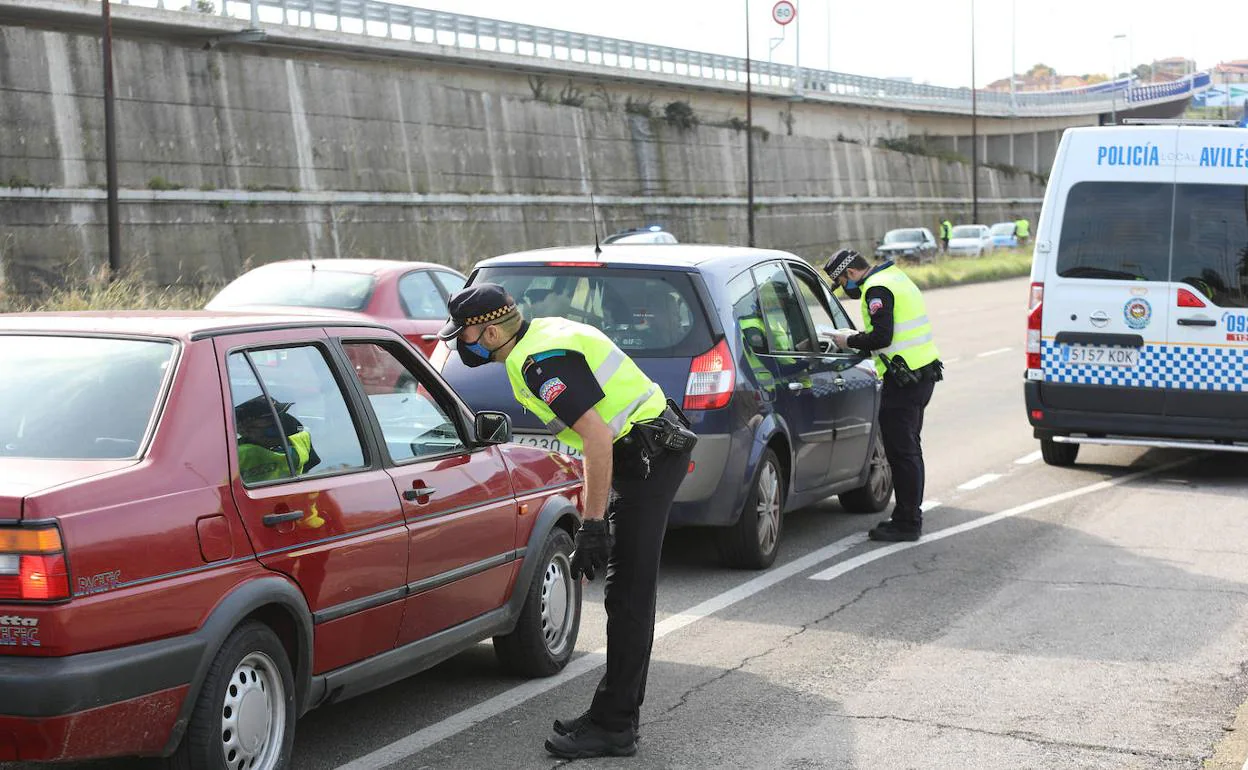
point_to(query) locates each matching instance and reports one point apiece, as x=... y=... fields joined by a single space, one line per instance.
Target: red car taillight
x=711 y=378
x=1035 y=313
x=33 y=565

######

▶ _Problem description_: Copy the material above word for word, line by line, and leave out the pictures.

▶ _Exercise solution_:
point_to(query) locates each matching instance and reports one point apiece, as x=... y=... fields joined by a single space, one line per instance.
Target: red car taillight
x=711 y=378
x=1035 y=313
x=33 y=565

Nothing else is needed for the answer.